• _Short task_: Print verbatim the lines of the entries from the one containing "the man's ear" to the last, inclusive, and no others.

• _Provided data_:
** start **

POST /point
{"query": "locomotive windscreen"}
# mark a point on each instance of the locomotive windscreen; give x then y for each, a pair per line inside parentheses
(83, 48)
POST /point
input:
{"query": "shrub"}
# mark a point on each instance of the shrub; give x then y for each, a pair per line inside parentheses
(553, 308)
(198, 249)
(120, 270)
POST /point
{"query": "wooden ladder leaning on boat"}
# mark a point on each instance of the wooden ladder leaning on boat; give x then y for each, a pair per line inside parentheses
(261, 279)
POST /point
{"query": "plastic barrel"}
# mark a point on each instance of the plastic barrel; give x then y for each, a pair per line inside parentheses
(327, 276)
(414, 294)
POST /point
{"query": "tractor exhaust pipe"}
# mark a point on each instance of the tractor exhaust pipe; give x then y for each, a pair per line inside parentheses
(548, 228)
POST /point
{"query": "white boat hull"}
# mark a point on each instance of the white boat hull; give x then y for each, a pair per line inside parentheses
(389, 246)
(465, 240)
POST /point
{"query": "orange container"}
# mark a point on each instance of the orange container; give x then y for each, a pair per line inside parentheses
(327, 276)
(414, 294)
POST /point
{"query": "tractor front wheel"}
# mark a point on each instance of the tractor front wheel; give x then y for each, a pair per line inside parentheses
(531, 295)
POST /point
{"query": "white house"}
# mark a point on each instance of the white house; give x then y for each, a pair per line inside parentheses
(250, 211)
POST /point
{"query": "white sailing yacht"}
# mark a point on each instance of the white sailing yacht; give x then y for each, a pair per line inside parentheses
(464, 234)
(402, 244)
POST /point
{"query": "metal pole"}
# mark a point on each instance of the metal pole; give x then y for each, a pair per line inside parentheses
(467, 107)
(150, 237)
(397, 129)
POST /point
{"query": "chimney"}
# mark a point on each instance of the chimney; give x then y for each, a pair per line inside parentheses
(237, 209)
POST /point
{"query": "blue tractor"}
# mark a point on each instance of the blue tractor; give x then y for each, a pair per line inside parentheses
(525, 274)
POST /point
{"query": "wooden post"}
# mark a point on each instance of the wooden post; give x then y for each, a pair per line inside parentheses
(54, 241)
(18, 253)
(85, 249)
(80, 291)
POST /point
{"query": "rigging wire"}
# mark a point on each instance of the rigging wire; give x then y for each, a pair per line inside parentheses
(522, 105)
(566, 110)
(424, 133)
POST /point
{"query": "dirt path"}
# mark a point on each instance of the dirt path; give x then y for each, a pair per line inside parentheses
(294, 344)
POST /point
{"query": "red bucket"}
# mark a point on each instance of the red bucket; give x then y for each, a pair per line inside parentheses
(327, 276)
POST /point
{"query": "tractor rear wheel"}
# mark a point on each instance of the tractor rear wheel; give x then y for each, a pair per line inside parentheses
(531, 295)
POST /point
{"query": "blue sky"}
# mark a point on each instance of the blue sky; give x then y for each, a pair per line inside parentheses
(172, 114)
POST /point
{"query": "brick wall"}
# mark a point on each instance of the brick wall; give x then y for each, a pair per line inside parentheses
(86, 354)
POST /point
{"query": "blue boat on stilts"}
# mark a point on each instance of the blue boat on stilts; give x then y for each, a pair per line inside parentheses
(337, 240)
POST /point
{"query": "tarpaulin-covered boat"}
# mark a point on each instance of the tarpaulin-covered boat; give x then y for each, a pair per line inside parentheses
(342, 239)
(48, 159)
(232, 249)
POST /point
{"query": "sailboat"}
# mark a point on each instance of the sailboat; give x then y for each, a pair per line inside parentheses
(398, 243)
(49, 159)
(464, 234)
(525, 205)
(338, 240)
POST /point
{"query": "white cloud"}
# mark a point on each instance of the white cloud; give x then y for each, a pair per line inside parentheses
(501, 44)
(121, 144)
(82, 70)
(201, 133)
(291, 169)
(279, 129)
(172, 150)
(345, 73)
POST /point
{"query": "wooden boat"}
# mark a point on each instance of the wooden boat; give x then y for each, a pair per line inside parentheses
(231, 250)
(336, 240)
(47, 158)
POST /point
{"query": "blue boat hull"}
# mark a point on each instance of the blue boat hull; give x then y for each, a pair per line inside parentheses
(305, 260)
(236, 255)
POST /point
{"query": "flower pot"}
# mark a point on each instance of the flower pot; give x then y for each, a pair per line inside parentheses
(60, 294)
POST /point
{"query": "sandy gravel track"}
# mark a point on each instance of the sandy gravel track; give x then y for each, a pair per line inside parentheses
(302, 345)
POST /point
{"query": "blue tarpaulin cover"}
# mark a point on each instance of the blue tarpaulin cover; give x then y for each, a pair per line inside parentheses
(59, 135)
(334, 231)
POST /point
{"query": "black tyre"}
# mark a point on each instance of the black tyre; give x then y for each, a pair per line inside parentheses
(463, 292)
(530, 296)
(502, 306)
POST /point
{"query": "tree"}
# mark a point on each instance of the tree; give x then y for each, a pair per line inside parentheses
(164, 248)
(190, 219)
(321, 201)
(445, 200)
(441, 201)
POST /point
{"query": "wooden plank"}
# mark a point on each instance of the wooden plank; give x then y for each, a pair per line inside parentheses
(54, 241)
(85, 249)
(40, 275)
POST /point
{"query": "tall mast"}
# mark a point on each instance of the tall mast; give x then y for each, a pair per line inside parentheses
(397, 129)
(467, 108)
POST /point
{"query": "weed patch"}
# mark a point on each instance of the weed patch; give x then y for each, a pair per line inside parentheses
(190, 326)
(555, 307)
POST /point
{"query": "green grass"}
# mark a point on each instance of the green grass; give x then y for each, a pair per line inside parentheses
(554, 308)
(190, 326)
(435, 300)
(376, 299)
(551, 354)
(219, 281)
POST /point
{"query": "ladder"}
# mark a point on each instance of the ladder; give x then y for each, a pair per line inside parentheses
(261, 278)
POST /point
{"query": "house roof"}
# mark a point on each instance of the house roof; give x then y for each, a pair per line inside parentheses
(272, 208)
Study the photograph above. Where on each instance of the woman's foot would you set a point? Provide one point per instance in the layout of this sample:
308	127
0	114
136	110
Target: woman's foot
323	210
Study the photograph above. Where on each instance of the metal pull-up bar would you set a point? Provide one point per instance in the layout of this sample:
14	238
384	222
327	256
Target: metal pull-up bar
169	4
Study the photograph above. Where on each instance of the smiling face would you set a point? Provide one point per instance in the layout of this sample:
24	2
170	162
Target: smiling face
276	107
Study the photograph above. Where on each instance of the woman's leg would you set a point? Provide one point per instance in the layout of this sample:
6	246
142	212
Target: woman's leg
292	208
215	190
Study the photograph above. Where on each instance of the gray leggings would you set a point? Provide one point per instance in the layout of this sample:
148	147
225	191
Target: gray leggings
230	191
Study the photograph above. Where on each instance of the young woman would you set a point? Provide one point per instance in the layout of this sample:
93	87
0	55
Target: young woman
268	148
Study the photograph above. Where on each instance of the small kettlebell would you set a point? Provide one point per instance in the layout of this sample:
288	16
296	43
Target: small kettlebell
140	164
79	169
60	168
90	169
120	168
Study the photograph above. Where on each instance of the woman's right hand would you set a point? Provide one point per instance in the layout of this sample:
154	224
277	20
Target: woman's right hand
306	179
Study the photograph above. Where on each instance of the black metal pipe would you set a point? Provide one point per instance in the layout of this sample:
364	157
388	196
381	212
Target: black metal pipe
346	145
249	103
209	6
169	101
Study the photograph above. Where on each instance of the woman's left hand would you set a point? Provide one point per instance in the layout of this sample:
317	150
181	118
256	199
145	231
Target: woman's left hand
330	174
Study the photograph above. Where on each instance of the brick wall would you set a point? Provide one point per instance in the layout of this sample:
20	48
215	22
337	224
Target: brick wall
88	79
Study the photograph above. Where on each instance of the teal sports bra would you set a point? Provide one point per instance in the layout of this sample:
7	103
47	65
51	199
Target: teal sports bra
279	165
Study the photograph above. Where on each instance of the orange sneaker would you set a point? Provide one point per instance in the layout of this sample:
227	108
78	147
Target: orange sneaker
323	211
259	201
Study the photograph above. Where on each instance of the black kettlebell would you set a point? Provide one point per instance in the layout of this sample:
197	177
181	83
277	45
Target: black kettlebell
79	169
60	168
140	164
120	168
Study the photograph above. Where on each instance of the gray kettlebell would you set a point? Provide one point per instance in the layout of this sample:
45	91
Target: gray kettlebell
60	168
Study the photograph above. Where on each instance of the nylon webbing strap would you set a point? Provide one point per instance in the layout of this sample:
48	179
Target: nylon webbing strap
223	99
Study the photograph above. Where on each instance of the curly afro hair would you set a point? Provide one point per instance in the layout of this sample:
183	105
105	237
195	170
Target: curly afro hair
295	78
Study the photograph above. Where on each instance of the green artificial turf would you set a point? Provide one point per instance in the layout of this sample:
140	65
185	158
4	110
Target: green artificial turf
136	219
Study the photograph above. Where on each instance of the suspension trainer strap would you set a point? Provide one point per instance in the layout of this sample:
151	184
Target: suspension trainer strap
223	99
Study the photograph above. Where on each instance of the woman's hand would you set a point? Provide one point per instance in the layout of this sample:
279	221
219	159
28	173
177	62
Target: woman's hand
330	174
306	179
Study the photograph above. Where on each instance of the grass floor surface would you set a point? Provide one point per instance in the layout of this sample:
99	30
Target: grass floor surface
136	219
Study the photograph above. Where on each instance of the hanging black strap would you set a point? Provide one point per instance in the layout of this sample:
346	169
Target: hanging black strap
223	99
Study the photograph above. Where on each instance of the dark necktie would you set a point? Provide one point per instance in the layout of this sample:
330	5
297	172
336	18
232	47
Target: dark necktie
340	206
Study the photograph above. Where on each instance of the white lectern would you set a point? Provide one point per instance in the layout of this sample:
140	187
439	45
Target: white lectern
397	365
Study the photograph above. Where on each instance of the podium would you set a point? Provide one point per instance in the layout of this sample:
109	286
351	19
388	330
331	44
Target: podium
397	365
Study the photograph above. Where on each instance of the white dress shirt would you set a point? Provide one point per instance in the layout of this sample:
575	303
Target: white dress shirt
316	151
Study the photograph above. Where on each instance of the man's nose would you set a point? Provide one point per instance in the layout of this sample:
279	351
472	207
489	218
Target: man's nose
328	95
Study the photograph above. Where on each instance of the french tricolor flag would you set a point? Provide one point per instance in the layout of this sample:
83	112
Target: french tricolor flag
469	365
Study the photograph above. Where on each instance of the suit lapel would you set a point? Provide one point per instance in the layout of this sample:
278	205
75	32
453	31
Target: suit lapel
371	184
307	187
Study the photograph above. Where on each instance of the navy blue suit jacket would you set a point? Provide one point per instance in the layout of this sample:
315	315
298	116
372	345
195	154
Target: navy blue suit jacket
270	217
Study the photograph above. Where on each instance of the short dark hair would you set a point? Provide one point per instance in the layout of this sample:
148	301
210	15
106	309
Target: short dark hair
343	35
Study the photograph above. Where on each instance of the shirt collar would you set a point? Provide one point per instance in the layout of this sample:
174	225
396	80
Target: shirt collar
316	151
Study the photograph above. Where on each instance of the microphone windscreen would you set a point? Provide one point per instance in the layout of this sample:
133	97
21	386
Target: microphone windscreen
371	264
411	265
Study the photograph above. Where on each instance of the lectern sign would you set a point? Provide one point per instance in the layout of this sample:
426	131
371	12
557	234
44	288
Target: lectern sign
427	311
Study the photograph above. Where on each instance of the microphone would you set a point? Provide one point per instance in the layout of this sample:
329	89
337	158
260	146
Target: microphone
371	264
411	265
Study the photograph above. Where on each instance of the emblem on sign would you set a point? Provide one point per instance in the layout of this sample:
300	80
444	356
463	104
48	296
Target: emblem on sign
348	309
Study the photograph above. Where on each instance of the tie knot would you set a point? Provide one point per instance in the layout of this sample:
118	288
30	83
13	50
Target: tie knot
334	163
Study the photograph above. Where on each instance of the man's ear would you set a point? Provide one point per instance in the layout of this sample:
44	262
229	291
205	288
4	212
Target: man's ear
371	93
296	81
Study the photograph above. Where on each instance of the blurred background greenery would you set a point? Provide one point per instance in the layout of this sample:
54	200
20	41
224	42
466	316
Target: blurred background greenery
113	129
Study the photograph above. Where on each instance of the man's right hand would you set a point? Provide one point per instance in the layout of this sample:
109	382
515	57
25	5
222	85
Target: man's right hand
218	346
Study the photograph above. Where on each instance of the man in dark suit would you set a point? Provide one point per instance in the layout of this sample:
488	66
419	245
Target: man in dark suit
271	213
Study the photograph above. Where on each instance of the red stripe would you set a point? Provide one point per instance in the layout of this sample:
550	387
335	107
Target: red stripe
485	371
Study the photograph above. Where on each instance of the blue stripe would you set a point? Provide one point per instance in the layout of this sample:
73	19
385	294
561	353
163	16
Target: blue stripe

** end **

• _Answer to the exercise_:
Study the photograph above. Where on each instance of the man's ear would you set a point? Provide one point per instance in the layout of this sample:
44	262
229	291
205	288
4	212
Target: man's ear
371	93
296	81
Study the photograph above. Where on each instance of the blurred background greenery would you set a point? Provide one point per instance in the layout of this sample:
54	200
20	41
224	42
466	316
Target: blurred background greenery
113	129
Study the photograph above. Where on each instance of the man's right hand would you set a point? Provide one point per instance in the layout of this sample:
109	382
515	57
25	5
222	85
Target: man's right hand
218	346
Study the photograph above. Where on each instance of the man in dark suit would you set a point? Provide one point per instance in the layout of this sample:
488	66
419	245
Target: man in dark suit
271	213
Study the photograph above. Where on each instance of the red stripe would you set a point? Provide one point per instance in the layout of this sample:
550	387
335	107
Target: red stripe
485	371
Study the photograph above. Where on each instance of the blue stripe would you set a point? Provide one point per instance in the layout of this sample:
73	19
385	294
561	353
163	16
Target: blue stripe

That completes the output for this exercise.